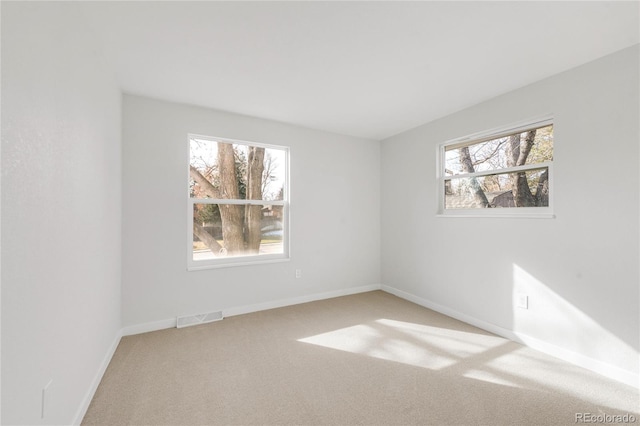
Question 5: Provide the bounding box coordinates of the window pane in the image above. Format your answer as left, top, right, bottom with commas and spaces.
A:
189, 138, 286, 200
193, 203, 284, 260
445, 125, 553, 176
445, 167, 549, 209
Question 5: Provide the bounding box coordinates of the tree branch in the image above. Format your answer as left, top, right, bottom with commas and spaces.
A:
189, 166, 220, 199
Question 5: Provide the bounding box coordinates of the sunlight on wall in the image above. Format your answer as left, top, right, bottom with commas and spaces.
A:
513, 264, 639, 386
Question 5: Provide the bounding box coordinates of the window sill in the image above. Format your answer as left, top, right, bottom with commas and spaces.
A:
436, 210, 556, 219
187, 257, 290, 271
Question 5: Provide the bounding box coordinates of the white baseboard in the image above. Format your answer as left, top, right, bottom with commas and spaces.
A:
122, 317, 177, 336
223, 284, 381, 317
381, 284, 640, 388
122, 284, 381, 336
72, 330, 122, 425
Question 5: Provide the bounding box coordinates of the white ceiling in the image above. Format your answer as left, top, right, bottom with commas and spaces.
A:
82, 1, 638, 140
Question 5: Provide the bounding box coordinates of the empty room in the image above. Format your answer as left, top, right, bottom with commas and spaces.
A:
0, 1, 640, 425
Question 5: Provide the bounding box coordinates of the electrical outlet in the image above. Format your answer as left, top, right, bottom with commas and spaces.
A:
516, 294, 529, 309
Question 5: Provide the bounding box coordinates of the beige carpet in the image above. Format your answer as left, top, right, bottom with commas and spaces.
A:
83, 291, 640, 425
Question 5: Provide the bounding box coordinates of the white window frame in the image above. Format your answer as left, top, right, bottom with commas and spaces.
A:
436, 114, 556, 218
186, 133, 291, 271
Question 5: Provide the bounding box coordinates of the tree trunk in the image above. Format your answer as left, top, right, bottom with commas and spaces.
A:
189, 166, 220, 198
218, 142, 244, 255
245, 146, 264, 254
535, 170, 549, 207
460, 146, 489, 208
507, 130, 536, 207
193, 221, 225, 256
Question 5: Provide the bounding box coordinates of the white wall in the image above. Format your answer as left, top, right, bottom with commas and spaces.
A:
122, 95, 380, 333
381, 45, 640, 384
2, 2, 121, 425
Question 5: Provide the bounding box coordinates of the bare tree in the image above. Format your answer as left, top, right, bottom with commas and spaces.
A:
460, 146, 489, 208
245, 146, 264, 254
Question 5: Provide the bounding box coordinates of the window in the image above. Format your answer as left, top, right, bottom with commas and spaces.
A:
188, 135, 289, 270
438, 117, 553, 217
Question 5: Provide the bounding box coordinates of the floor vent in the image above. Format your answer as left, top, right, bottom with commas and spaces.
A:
176, 311, 224, 328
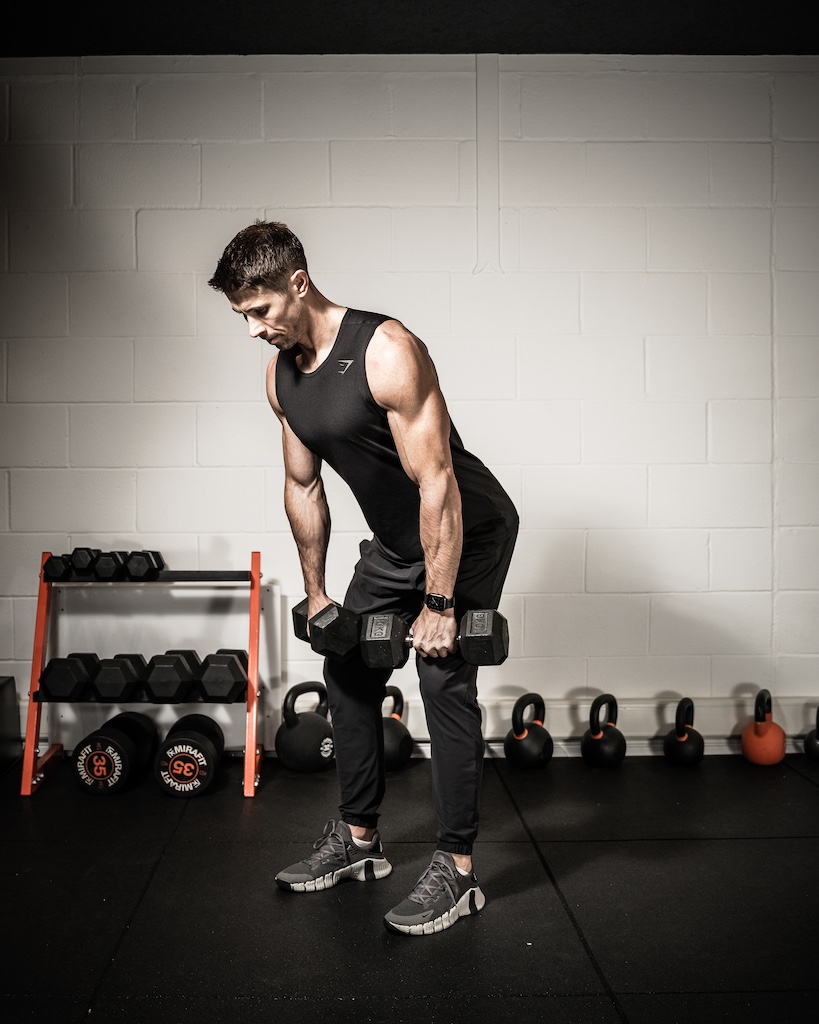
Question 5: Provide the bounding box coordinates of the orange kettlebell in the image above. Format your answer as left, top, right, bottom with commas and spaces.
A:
742, 690, 785, 765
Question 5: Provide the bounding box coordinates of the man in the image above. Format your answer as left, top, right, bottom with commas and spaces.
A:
209, 221, 518, 935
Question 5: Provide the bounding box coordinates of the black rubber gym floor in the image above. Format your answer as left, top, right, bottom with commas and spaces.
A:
0, 755, 819, 1024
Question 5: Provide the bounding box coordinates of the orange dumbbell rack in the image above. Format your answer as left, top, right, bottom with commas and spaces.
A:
20, 551, 264, 797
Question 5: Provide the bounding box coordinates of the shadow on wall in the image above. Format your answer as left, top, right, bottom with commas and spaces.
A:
493, 529, 773, 739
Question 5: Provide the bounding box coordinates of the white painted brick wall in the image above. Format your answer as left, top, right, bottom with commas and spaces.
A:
0, 55, 819, 738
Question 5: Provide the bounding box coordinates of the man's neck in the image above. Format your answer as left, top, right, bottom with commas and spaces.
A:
299, 288, 347, 373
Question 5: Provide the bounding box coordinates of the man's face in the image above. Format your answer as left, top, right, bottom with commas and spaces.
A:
230, 280, 304, 351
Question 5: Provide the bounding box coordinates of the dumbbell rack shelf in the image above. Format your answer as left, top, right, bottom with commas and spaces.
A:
20, 551, 264, 797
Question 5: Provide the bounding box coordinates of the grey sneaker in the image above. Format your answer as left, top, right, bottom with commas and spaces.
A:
275, 821, 392, 893
384, 850, 486, 935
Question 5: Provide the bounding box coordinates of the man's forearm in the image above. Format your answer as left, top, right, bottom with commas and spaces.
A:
285, 477, 331, 600
420, 474, 464, 597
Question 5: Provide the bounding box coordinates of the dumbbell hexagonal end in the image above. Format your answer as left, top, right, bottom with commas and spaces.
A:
43, 555, 73, 583
459, 608, 509, 665
360, 613, 410, 669
310, 604, 360, 662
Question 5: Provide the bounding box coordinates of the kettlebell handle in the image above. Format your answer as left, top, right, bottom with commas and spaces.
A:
589, 693, 617, 739
675, 697, 694, 742
282, 682, 328, 729
512, 693, 546, 739
753, 690, 773, 722
384, 686, 403, 722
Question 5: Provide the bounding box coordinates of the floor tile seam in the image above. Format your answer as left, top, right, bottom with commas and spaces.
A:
783, 760, 819, 787
493, 765, 629, 1024
616, 986, 819, 998
87, 803, 188, 999
534, 834, 819, 846
84, 991, 614, 1008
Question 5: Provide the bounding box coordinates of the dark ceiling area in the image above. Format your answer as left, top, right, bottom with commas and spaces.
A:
0, 0, 817, 56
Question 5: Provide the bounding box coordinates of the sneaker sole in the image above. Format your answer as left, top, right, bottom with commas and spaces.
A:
384, 886, 486, 935
275, 857, 392, 893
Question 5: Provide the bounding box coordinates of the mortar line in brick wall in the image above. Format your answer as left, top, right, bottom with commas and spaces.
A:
768, 116, 780, 667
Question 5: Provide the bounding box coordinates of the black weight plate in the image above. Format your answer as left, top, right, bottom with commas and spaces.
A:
167, 714, 224, 755
154, 730, 221, 797
103, 711, 160, 771
74, 725, 137, 796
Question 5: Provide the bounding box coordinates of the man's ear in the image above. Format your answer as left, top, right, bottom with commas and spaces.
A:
290, 268, 310, 298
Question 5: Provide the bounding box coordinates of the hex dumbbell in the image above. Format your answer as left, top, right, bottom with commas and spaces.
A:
40, 653, 99, 700
125, 551, 165, 583
154, 715, 224, 797
360, 608, 509, 669
293, 598, 361, 662
199, 647, 248, 703
73, 712, 159, 795
91, 654, 147, 703
144, 651, 198, 703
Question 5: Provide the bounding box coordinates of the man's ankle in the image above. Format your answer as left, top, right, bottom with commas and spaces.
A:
349, 825, 376, 843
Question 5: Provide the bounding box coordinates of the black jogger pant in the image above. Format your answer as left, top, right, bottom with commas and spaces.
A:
325, 520, 517, 854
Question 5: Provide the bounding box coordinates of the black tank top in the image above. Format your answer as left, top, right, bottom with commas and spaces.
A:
275, 309, 517, 562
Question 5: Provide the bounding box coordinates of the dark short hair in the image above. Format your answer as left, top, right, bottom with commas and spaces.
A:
208, 220, 307, 295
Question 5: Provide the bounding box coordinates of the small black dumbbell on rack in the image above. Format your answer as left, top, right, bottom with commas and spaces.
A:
154, 715, 224, 797
143, 650, 201, 703
361, 608, 509, 669
73, 712, 159, 795
199, 647, 248, 703
125, 551, 165, 583
43, 555, 74, 583
91, 654, 147, 703
71, 548, 102, 580
40, 653, 99, 700
94, 551, 128, 583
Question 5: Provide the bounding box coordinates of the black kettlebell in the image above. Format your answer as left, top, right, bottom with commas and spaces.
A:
275, 683, 335, 772
383, 686, 413, 771
580, 693, 626, 768
504, 693, 555, 768
662, 697, 705, 765
805, 708, 819, 761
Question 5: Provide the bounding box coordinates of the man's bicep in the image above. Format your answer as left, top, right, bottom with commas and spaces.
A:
282, 417, 321, 487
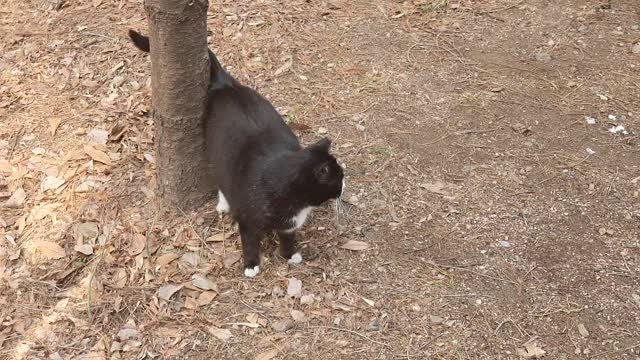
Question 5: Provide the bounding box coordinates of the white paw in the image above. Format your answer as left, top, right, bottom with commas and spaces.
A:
244, 265, 260, 279
287, 253, 302, 265
216, 190, 229, 215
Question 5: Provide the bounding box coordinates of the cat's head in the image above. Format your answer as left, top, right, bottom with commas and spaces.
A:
302, 138, 345, 205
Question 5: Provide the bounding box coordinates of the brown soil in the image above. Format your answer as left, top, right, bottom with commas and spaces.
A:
0, 0, 640, 360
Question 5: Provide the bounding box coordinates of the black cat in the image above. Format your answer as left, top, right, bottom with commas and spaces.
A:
129, 30, 344, 277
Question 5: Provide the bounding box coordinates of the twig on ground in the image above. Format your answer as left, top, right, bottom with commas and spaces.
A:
309, 326, 389, 347
478, 0, 524, 15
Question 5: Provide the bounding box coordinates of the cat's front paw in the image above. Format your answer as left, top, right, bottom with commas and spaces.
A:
287, 253, 302, 265
216, 190, 229, 215
244, 265, 260, 279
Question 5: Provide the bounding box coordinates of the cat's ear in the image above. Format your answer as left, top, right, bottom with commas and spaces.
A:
309, 138, 331, 153
314, 162, 331, 183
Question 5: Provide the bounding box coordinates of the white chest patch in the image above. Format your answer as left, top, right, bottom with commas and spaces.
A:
287, 206, 314, 232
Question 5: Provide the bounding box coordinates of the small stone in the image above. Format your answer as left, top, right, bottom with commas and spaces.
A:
535, 52, 551, 63
578, 324, 589, 337
271, 320, 293, 332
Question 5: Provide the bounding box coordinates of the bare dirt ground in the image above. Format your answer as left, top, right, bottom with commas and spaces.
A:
0, 0, 640, 360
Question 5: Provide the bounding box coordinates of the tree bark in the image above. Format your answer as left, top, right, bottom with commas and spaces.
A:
144, 0, 213, 209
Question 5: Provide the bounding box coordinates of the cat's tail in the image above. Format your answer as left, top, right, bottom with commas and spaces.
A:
129, 30, 236, 90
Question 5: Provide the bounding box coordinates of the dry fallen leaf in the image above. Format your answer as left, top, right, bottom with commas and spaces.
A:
516, 342, 547, 359
191, 274, 218, 291
198, 291, 218, 306
84, 145, 113, 166
4, 188, 27, 209
255, 349, 278, 360
73, 244, 93, 256
209, 326, 233, 341
156, 254, 180, 268
49, 118, 62, 136
34, 241, 66, 260
287, 278, 302, 298
158, 284, 182, 301
40, 176, 65, 191
207, 233, 225, 242
128, 234, 147, 256
290, 310, 306, 322
339, 240, 369, 251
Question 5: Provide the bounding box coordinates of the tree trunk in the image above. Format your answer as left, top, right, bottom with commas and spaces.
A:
144, 0, 213, 208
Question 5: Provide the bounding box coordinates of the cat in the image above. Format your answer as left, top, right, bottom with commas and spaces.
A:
129, 30, 345, 278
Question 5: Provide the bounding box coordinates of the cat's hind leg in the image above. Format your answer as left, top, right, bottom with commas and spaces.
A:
278, 231, 302, 264
216, 190, 229, 215
238, 223, 261, 278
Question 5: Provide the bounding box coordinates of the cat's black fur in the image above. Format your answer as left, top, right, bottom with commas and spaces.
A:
129, 30, 344, 277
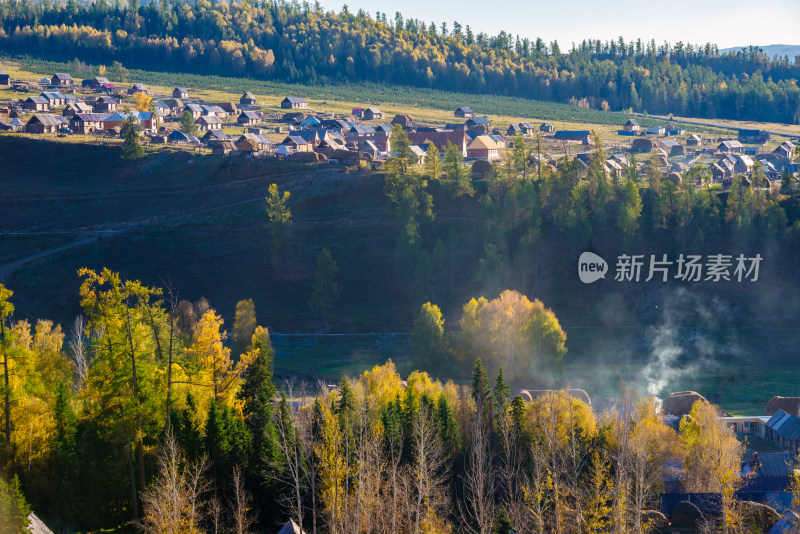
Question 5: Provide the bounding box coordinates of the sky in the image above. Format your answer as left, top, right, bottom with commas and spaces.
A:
====
**Task prompt:**
Return the listing word for word, from its beginning through the line that contains "187, 257, 290, 271", including both ends. Leave the pictures out of your answer.

**Finished task:**
Question 5: Provide the bounding box coordinates of the window pane in the image above. Format your answer as left, top, right, bottom with commas and spaces.
A:
189, 138, 286, 200
193, 203, 284, 260
445, 125, 553, 176
445, 167, 549, 209
Question 5: Provide the bounding box coordinates of the tree branch in the image above. Format your answer as left, top, right, bottom with commas and spaces.
A:
189, 166, 220, 199
Question 5: Provide the bounding box coordinates of the sunlight on wall in the image above. Format your answer as left, top, right, bottom with commas and spaces.
A:
513, 264, 639, 386
Question 5: Provide the bounding box coordinates of the window sill in the image above. Format your answer as left, top, right, bottom with commas and spaces.
A:
436, 210, 556, 219
187, 257, 290, 271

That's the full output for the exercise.